Aufgaben —
1. Beantworte anhand des Textes über Gisekes Romanzyklus die folgenden Fragen:
(a) Wem ist der Zyklus laut Text bislang bekannt?
(b) Welche gescheiterte Revolution wird genannt?
(c) Wen macht das Werk zu Protagonisten des Romans?
2. Gib aus dem Text über Gisekes Romanzyklus einen Abschnitt wortgetreu wieder. Beginne bei den Worten "Giseke, Robert: Der" und höre nach "Protagonisten des Romans." auf.
3. Schreibe den Text über Gisekes Romanzyklus im Anschluss an seinen letzten Satz weiter.

Giseke, Robert: Der "Moderne-Titanen"-Zyklus. V1 [German] 18.12.2017
Wer literarisches Interesse für den Vormärz hat, kommt an dem bislang nur Eingeweihten bekannten "Titanen"-Zyklus von Robert Giseke nicht vorbei. Kein anderes Werk der deutschen Literatur nimmt den Katzenjammer der gescheiterten 48er Revolution so überzeugend in die erzählerische Schilderung von Vormärz und März hinein und macht zugleich so konsequent die kleinen Leute zu Protagonisten des Romans.

Datenzeilen —
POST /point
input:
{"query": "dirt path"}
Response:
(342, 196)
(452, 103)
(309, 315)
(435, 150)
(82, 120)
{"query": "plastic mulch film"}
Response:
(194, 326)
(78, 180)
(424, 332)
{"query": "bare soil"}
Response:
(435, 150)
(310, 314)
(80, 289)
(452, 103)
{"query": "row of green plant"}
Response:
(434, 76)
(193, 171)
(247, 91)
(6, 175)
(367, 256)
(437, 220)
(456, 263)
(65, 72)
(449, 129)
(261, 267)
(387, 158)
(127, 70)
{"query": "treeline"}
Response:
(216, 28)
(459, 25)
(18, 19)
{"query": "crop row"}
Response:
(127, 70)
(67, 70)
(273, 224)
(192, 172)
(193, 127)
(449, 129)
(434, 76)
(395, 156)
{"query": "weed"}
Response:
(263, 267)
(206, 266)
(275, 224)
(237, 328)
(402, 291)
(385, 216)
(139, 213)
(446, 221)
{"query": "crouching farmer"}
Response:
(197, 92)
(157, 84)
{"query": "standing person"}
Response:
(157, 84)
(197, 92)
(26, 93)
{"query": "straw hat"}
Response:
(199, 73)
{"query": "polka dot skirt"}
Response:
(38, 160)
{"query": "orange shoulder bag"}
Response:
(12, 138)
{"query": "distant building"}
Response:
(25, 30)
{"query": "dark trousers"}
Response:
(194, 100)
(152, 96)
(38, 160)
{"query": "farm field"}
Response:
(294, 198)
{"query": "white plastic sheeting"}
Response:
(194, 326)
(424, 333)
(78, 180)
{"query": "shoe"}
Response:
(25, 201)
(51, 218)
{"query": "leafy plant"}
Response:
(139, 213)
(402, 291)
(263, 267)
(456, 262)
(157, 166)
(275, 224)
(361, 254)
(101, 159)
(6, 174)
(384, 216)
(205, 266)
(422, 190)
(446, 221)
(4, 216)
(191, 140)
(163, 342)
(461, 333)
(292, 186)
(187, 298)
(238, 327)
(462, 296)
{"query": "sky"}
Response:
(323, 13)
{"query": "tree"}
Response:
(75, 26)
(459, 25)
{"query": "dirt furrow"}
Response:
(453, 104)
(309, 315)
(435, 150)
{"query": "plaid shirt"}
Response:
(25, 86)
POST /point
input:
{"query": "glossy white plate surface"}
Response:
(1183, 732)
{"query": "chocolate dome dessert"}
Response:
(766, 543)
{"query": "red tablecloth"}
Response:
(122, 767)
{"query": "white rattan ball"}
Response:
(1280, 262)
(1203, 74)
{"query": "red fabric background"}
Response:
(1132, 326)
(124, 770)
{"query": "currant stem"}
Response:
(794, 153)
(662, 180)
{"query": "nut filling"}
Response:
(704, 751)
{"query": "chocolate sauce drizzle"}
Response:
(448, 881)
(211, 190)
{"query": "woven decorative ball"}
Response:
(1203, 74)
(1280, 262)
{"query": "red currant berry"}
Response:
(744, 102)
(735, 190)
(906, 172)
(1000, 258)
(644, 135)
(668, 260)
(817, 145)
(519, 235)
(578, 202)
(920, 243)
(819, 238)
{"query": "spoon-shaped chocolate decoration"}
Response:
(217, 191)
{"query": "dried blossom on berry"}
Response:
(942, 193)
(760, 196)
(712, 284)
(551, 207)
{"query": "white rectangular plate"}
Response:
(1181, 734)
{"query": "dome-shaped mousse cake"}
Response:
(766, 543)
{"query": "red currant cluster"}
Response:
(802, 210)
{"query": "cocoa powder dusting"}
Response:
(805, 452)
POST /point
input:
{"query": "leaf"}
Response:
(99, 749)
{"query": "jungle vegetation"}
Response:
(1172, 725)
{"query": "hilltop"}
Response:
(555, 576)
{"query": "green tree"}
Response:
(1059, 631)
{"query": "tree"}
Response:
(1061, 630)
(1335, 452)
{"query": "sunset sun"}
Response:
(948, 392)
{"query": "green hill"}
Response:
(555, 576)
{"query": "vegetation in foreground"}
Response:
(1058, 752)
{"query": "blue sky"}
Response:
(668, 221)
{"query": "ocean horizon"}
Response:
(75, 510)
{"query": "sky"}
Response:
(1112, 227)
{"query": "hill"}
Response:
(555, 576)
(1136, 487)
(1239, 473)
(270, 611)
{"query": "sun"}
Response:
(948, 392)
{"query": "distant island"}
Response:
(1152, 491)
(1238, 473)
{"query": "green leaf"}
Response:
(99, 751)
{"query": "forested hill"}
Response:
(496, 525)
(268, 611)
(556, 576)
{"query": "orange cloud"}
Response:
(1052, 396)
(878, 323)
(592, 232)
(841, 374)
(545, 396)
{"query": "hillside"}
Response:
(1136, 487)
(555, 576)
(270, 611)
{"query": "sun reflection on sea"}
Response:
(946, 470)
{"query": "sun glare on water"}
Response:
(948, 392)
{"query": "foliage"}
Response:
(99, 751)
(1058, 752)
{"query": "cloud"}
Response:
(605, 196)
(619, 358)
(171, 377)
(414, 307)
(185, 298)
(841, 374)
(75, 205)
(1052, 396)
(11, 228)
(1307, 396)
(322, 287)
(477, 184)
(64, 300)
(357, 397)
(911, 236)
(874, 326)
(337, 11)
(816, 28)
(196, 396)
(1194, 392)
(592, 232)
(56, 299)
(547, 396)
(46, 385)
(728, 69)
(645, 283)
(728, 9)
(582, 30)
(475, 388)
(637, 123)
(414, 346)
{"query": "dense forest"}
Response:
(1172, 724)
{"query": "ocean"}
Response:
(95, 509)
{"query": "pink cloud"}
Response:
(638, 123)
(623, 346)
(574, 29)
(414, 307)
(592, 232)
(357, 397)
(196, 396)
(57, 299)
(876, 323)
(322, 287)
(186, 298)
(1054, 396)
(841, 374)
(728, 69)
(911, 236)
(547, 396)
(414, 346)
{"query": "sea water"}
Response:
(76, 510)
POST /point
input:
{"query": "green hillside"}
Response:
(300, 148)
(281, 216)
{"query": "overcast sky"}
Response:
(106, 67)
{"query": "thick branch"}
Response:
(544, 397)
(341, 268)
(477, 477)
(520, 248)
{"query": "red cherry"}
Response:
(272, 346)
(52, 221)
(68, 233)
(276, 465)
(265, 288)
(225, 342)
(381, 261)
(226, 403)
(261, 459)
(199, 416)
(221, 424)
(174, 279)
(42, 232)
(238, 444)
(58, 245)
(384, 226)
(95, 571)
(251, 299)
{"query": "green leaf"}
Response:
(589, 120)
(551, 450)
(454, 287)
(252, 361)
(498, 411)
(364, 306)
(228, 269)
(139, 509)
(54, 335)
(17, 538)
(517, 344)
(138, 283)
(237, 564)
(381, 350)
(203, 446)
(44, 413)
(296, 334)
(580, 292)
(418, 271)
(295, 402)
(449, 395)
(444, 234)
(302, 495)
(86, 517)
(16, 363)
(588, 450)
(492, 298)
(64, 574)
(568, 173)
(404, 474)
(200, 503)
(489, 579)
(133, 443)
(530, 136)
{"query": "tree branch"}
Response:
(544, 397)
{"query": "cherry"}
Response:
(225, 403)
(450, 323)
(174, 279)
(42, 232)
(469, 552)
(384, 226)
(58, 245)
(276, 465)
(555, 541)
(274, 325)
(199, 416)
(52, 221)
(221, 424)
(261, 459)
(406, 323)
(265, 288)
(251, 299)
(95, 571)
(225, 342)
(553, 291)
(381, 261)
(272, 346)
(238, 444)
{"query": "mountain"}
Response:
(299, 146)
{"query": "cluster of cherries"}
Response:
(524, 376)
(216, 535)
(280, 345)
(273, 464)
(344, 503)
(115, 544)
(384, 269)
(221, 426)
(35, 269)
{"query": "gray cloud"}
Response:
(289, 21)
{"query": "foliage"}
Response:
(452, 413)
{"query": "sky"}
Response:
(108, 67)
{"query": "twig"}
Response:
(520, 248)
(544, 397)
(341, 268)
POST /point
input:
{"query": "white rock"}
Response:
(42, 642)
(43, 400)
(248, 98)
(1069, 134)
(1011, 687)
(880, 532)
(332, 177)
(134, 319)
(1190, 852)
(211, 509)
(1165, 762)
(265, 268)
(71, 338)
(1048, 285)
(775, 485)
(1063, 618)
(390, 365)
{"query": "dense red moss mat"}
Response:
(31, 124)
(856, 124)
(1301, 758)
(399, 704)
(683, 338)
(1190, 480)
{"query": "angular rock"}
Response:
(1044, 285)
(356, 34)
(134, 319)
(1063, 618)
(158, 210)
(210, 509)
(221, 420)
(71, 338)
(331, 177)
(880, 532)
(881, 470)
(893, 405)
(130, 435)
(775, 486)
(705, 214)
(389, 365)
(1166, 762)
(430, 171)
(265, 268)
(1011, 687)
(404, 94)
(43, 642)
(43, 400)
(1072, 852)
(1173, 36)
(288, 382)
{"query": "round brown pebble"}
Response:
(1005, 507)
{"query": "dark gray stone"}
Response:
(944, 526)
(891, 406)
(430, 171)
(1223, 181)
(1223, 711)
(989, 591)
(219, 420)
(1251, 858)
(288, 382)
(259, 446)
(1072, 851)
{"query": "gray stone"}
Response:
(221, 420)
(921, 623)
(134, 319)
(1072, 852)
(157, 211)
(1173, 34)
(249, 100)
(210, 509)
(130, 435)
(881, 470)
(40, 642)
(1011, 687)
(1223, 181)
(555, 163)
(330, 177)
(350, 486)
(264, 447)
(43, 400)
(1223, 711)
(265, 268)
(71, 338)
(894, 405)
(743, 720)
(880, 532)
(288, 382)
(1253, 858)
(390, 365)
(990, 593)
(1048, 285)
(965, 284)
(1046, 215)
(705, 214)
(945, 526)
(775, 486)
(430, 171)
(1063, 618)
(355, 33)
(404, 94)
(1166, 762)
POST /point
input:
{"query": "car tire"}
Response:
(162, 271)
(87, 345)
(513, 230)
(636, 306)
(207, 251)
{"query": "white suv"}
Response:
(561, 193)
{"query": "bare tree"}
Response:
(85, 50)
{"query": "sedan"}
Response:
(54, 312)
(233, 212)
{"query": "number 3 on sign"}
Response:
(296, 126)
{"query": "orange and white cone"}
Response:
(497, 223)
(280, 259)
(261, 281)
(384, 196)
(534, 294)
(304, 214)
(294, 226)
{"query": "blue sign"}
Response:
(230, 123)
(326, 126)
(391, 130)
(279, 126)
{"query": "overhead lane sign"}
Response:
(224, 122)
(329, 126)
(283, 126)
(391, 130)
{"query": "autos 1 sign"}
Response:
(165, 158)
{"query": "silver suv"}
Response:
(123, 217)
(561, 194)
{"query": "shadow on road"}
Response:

Lösungen —
1.
(a) Nur Eingeweihten.
(b) Die 48er Revolution.
(c) Die kleinen Leute.

2.
Giseke, Robert: Der "Moderne-Titanen"-Zyklus. V1 [German] 18.12.2017
Wer literarisches Interesse für den Vormärz hat, kommt an dem bislang nur Eingeweihten bekannten "Titanen"-Zyklus von Robert Giseke nicht vorbei. Kein anderes Werk der deutschen Literatur nimmt den Katzenjammer der gescheiterten 48er Revolution so überzeugend in die erzählerische Schilderung von Vormärz und März hinein und macht zugleich so konsequent die kleinen Leute zu Protagonisten des Romans.

3.
Der Zyklus besteht aus folgenden, inhaltlich von einander unabhängigen Teilen:
1. Moderne Titanen. 1850
2. Pfarr-Röschen. 1851
3. Carrière! 1853
4. Kleine Welt und große Welt. 1853
Spoiler:
Das erste eBook gibt die drei Bände der ersten Abteilung, "Moderne Titanen", wieder. Im Nachwort, einem ADB-Artikel von Richard M. Meyer, wird neben biographischen Details auch gerade "Moderne Titanen" eingehender gewürdigt, wobei dessen Charakter als Schlüsselroman des Vormärz im Mittelpunkt steht.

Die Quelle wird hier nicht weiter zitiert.